Dataset rows on where objects appear:
——

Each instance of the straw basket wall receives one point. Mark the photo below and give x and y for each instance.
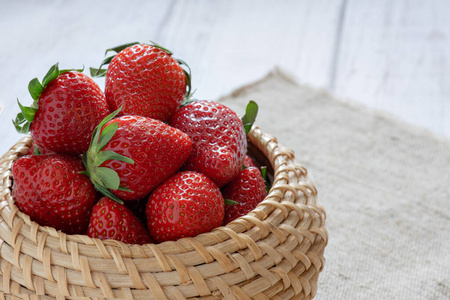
(274, 252)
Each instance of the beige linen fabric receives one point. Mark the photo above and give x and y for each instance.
(384, 184)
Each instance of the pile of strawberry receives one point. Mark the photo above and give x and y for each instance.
(142, 162)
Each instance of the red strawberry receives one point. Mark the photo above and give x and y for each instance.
(186, 205)
(67, 107)
(218, 138)
(111, 220)
(249, 162)
(146, 80)
(51, 190)
(132, 155)
(248, 189)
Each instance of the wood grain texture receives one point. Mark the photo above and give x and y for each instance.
(394, 56)
(389, 55)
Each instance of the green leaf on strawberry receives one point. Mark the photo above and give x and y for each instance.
(101, 72)
(249, 118)
(23, 119)
(104, 179)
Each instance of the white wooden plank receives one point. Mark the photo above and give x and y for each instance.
(35, 35)
(227, 43)
(394, 56)
(231, 43)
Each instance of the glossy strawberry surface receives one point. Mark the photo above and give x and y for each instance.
(51, 190)
(186, 205)
(248, 189)
(157, 150)
(69, 108)
(146, 81)
(218, 138)
(111, 220)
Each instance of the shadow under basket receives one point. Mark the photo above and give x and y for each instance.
(274, 252)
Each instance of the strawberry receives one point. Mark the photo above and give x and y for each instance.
(112, 220)
(132, 155)
(53, 192)
(67, 106)
(145, 79)
(218, 136)
(248, 189)
(187, 204)
(249, 162)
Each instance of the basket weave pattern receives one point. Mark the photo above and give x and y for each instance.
(274, 252)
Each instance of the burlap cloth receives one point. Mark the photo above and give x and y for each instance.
(384, 184)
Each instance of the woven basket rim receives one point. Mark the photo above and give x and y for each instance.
(252, 236)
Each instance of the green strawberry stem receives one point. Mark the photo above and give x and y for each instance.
(23, 119)
(251, 111)
(103, 178)
(102, 72)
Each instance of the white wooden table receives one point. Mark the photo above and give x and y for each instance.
(389, 55)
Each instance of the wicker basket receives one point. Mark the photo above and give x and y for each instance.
(274, 252)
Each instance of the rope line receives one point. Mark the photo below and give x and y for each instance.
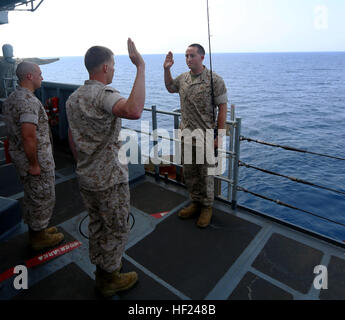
(289, 148)
(288, 205)
(290, 178)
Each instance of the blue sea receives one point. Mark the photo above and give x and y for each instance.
(292, 99)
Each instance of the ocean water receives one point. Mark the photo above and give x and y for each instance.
(293, 99)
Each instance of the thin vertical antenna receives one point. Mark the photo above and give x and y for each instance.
(210, 53)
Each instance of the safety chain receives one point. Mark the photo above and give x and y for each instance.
(288, 205)
(289, 148)
(291, 178)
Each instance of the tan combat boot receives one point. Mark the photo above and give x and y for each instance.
(205, 217)
(109, 283)
(44, 239)
(190, 211)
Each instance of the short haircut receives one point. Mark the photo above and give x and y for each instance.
(200, 48)
(24, 68)
(97, 56)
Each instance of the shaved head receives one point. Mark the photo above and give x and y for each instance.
(25, 68)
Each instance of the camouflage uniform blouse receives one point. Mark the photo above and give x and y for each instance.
(95, 132)
(196, 99)
(22, 106)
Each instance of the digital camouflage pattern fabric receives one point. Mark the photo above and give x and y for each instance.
(108, 225)
(20, 107)
(95, 132)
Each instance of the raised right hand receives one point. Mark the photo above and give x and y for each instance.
(134, 55)
(169, 61)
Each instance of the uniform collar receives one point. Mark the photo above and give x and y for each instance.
(88, 82)
(203, 76)
(25, 90)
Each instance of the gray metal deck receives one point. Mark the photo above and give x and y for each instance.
(240, 256)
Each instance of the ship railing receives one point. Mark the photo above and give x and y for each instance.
(231, 153)
(291, 178)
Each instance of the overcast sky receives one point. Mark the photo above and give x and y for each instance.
(69, 27)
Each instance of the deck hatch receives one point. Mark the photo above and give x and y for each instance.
(190, 259)
(289, 261)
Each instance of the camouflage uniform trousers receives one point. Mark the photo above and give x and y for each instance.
(199, 183)
(108, 224)
(39, 199)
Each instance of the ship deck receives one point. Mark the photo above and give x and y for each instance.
(240, 256)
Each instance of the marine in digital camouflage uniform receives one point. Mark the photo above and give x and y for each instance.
(94, 113)
(197, 113)
(103, 180)
(31, 151)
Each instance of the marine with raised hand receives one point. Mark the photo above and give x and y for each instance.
(94, 113)
(198, 111)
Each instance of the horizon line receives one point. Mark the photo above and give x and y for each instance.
(239, 52)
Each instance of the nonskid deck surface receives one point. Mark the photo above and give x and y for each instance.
(240, 256)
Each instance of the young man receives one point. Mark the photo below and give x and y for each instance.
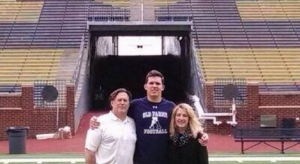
(114, 141)
(152, 116)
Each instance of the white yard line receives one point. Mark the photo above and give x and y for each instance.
(77, 160)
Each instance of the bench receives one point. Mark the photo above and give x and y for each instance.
(265, 135)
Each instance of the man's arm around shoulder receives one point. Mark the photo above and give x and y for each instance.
(90, 157)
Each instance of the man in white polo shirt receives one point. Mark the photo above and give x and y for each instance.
(114, 141)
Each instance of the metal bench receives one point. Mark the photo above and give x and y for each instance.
(260, 135)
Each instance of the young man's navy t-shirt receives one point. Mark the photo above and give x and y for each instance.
(152, 127)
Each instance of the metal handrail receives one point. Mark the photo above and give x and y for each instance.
(76, 74)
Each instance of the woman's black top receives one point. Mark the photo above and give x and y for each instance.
(190, 153)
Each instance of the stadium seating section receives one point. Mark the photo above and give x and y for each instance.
(253, 39)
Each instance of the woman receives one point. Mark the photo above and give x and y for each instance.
(185, 129)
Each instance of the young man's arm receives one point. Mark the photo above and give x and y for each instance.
(90, 157)
(92, 143)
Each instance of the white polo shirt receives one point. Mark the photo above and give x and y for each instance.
(114, 141)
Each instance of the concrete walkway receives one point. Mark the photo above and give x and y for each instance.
(81, 160)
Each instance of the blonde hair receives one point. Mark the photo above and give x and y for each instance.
(193, 123)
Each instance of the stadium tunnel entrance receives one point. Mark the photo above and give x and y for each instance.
(112, 67)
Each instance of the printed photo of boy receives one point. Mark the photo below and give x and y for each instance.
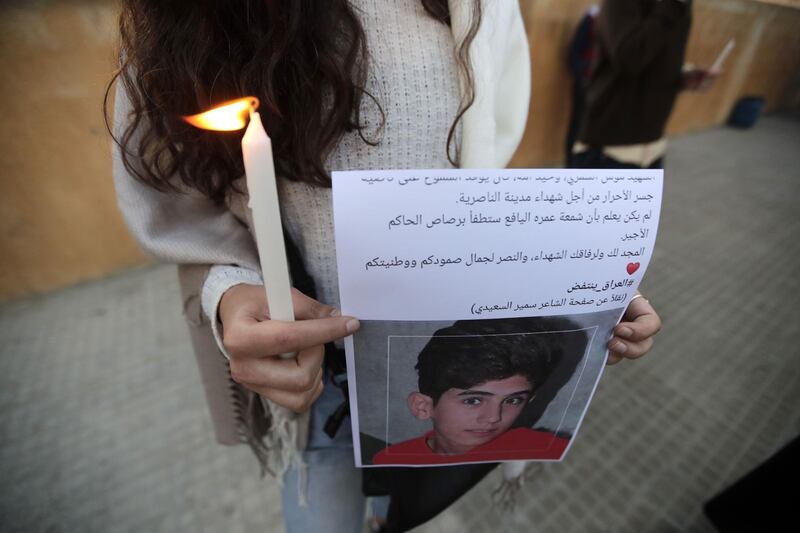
(475, 379)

——

> [Task instructions]
Starting at the line that has "Each instance of the white polo" and continuing through the end of the items, rewrite those lines with "blonde hair" changed to "light brown hair" and nothing else altered. Omit the pictures from your answer.

> [Task solution]
Each instance of the white polo shirt receives one point. Mark the photo above and give x and y for each instance.
(114, 141)
Each instance of the concrete walkway receives one point. Mark the photo above and give x and y for each instance.
(81, 160)
Each instance of the light brown hair receives one point. Mark the photo above and give x and y for each instance.
(193, 123)
Each instance of the stadium tunnel entrance receives one point. Mark the photo above and give x and y for each instance.
(112, 67)
Each instance of the printed photo of boy receives one point. Mark the photo below and give x and y for each instance.
(475, 379)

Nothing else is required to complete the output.